▶ Instructions to follow
The full listing, excluding its pictures, should be printed exactly as it stands.

[Start of section]

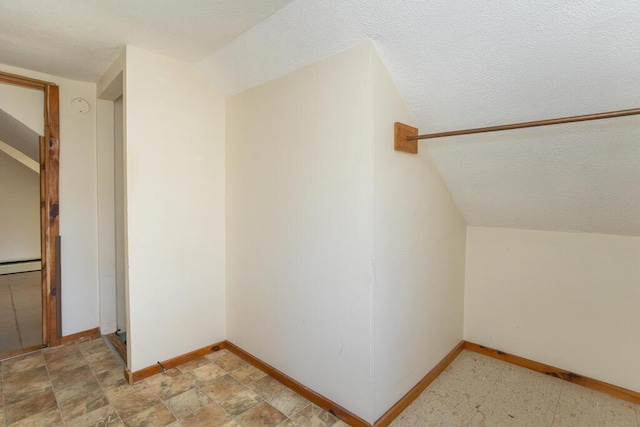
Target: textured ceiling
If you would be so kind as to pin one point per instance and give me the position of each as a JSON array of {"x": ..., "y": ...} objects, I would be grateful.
[
  {"x": 574, "y": 177},
  {"x": 458, "y": 64},
  {"x": 79, "y": 39},
  {"x": 473, "y": 63}
]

[End of section]

▶ Task response
Target: textured ceiling
If you would be so kind as to pin one point per instance and give me the position of each as a JSON array of {"x": ..., "y": ...} objects, I would be grateful.
[
  {"x": 574, "y": 177},
  {"x": 458, "y": 64},
  {"x": 79, "y": 39},
  {"x": 473, "y": 63}
]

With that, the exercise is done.